▸ Goal: Reproduce the lines of the listing between the line holding "Return the outline of every instance of the desk" and the line holding "200 815 L 200", inclusive. Keep the request text unchanged, but scale every viewBox value and path coordinate in the SVG by 2.1, rounding each result to a whole number with halves rounded up.

Segmentation dataset records
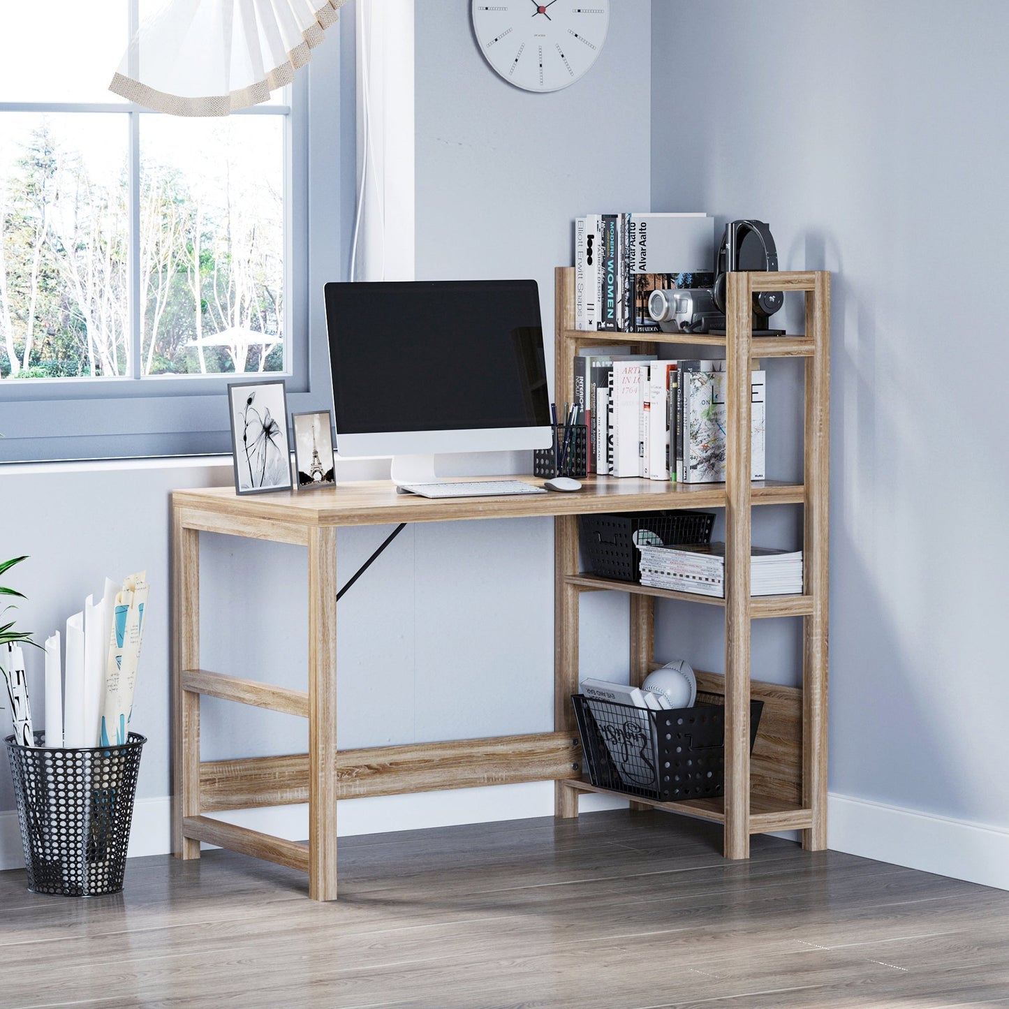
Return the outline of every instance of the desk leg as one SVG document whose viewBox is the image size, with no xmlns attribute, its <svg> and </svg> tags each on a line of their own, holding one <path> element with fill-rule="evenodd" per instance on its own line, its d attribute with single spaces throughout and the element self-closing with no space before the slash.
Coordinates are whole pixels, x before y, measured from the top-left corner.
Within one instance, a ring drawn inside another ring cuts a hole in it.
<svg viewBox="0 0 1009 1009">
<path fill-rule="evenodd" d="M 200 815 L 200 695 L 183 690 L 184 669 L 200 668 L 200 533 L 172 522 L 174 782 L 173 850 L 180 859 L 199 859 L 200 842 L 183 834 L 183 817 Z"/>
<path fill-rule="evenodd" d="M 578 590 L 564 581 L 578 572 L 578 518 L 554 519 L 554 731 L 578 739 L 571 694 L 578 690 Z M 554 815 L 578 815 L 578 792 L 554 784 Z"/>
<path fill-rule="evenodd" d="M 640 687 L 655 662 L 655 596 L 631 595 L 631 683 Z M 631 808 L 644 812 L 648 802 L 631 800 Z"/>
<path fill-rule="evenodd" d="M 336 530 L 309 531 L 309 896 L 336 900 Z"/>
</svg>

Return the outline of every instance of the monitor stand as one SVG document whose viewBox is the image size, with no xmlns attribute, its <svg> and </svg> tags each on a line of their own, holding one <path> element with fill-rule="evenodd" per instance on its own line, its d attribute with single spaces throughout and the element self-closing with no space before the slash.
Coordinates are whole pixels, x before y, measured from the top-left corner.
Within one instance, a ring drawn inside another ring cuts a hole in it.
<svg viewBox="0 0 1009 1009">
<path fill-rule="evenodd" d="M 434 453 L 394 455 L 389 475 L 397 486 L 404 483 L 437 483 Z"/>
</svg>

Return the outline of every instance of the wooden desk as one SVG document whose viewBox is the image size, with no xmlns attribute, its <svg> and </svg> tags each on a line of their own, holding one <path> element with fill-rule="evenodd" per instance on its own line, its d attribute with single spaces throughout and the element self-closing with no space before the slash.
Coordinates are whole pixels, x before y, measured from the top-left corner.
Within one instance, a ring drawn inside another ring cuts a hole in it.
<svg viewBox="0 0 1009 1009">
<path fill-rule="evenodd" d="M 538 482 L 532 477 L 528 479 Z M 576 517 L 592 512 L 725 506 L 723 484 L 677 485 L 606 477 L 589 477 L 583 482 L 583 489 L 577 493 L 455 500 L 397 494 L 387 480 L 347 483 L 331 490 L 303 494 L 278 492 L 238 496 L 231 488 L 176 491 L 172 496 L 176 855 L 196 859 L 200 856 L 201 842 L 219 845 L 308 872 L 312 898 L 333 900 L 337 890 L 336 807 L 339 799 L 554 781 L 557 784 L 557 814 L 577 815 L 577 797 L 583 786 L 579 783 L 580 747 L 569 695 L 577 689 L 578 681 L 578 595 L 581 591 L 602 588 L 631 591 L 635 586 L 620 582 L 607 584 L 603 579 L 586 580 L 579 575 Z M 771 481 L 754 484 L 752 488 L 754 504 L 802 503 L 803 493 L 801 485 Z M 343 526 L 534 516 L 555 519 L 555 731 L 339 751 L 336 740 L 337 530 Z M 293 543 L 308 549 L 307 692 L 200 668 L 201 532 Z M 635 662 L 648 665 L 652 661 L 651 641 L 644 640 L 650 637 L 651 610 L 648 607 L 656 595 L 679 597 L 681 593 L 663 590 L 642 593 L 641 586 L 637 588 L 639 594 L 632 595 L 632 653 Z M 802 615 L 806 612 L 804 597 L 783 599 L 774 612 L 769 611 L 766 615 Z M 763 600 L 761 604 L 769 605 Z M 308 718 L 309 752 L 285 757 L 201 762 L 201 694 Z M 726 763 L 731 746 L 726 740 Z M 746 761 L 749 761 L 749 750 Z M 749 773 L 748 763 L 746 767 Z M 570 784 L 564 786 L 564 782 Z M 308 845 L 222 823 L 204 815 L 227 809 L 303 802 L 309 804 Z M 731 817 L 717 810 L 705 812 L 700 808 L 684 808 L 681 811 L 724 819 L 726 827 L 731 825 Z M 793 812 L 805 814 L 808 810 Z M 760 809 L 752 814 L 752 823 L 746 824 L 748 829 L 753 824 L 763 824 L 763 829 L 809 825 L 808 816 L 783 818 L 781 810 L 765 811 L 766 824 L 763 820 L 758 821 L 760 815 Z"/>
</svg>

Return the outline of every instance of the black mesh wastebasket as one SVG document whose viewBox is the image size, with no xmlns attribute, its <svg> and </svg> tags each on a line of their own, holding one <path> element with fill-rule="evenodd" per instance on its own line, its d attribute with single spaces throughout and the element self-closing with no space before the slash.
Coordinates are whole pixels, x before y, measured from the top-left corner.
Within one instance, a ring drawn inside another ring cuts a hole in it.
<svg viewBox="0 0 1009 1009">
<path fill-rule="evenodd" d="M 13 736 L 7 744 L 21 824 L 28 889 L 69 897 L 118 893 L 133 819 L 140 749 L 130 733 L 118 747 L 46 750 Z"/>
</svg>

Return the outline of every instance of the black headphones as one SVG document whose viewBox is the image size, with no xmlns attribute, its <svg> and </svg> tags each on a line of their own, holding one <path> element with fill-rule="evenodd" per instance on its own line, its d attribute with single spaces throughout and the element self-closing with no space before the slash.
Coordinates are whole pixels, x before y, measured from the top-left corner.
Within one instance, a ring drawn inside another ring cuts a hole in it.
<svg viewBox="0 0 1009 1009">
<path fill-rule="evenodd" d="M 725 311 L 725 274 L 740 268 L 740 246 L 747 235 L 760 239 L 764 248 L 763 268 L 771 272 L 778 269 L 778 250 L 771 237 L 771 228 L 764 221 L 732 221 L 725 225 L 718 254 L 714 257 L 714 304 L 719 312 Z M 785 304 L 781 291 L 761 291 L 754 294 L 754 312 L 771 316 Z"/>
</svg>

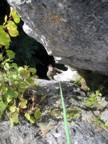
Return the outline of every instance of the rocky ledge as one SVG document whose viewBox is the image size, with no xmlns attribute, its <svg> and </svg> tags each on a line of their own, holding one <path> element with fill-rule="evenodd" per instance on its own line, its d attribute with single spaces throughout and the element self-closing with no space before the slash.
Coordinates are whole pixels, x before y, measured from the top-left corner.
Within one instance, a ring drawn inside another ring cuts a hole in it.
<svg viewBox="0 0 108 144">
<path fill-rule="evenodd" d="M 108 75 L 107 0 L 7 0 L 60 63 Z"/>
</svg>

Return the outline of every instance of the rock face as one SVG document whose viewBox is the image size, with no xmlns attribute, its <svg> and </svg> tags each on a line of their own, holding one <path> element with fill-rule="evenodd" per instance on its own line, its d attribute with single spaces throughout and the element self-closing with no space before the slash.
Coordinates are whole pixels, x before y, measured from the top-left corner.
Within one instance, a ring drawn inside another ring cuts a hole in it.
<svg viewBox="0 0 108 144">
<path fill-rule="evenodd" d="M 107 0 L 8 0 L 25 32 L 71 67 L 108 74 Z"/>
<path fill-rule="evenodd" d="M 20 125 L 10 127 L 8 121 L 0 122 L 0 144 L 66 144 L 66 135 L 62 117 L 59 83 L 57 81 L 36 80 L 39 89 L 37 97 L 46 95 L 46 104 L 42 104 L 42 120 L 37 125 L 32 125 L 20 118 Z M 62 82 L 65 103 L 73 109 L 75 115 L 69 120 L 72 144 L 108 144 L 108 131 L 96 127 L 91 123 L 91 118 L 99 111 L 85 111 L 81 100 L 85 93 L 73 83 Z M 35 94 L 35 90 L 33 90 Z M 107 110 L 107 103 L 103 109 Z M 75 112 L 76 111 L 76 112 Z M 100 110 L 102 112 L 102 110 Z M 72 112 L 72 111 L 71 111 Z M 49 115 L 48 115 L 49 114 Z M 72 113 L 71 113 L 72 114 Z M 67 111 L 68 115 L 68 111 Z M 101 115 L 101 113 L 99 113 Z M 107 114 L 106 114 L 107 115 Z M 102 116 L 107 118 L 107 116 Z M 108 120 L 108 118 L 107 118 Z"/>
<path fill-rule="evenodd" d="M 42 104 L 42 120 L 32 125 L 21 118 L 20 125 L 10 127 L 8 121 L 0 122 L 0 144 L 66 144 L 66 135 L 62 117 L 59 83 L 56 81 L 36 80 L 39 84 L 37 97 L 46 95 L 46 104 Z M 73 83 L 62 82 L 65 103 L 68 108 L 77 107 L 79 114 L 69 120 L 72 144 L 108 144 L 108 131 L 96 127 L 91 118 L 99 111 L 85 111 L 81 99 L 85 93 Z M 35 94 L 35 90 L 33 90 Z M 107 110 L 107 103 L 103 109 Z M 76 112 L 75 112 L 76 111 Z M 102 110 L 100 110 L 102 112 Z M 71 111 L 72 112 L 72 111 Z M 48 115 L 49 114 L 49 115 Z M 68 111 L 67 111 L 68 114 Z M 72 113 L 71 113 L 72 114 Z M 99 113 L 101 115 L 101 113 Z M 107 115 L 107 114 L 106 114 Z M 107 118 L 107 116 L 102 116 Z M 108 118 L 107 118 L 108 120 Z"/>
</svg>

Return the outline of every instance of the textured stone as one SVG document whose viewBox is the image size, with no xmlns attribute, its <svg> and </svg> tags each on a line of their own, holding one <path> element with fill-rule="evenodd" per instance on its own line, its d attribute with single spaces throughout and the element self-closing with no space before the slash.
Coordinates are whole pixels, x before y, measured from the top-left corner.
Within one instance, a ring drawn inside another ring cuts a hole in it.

==

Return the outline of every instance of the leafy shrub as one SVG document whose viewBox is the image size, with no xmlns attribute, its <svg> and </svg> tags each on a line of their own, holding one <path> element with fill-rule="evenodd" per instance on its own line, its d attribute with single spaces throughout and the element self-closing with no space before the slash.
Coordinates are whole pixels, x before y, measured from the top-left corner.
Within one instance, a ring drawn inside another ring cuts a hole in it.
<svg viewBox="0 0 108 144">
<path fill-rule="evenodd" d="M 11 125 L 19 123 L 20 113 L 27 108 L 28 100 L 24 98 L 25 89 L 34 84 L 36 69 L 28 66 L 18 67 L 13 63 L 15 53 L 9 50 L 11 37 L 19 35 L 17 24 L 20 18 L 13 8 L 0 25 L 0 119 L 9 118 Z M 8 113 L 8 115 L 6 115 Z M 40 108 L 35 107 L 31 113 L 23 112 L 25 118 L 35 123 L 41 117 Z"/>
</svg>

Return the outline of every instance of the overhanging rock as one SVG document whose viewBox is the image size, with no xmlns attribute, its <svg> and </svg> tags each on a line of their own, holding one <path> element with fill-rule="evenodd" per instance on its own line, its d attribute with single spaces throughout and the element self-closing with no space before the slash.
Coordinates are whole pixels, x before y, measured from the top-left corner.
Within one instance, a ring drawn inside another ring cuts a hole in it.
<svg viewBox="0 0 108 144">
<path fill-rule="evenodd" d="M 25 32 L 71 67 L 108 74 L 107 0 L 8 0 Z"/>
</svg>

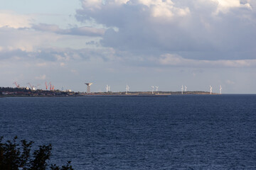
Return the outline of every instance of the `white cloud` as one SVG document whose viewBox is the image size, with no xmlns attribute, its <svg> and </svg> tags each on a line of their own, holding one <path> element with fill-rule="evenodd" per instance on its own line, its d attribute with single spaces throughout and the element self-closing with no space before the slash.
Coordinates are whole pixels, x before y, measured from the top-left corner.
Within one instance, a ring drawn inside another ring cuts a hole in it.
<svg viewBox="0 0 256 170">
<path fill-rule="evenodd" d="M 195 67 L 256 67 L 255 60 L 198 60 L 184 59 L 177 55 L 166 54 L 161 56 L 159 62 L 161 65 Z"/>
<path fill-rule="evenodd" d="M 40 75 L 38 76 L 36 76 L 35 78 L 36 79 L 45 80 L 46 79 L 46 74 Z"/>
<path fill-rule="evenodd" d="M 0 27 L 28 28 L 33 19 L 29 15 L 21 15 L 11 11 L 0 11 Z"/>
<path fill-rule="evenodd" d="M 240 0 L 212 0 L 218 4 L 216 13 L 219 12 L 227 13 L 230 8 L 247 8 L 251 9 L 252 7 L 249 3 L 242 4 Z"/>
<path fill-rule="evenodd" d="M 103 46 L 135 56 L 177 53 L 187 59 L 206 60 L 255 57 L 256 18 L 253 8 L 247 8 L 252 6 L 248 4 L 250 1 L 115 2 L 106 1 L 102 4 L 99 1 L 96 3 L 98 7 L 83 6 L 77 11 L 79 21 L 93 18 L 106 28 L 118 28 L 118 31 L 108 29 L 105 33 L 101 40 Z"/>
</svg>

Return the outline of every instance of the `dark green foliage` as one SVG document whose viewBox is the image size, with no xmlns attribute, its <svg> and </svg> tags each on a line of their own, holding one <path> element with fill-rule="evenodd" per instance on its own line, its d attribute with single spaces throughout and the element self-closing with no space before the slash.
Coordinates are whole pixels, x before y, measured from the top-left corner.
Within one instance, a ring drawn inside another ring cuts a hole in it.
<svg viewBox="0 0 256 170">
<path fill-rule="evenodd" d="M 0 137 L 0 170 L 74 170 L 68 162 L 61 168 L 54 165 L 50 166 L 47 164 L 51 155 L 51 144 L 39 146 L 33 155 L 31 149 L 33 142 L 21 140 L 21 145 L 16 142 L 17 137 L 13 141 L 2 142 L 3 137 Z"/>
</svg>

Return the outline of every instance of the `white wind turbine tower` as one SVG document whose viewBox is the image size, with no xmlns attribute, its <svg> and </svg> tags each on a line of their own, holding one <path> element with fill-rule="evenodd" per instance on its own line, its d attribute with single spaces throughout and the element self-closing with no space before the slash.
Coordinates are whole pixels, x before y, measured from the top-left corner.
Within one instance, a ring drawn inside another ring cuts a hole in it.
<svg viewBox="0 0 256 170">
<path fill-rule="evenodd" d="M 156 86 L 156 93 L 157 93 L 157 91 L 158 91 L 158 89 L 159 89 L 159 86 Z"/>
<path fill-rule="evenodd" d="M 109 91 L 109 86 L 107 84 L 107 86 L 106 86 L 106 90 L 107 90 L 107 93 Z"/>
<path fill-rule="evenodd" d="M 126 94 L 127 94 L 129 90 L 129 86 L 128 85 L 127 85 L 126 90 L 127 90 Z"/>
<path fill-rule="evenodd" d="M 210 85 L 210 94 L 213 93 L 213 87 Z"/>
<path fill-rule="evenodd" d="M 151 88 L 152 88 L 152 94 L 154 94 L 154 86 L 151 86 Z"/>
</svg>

▸ Completed task:
Return the outline of every instance of the desk leg as one SVG document whose viewBox is the image size, with no xmlns attribute, its <svg> and </svg> tags each on a line of their own, holding one <path> element with fill-rule="evenodd" per instance on its own line, its d attribute with single spaces throughout and the element self-closing with no space before the slash.
Coordinates are whole pixels, x before y, measured from the top-left corner.
Within one instance, a ring drawn inside another ring cuts a hole in it.
<svg viewBox="0 0 2119 2119">
<path fill-rule="evenodd" d="M 420 1712 L 420 1460 L 384 1449 L 386 1405 L 420 1403 L 420 1119 L 361 1096 L 365 1642 L 363 1785 L 378 1804 L 418 1804 L 420 1768 L 384 1751 L 384 1716 Z"/>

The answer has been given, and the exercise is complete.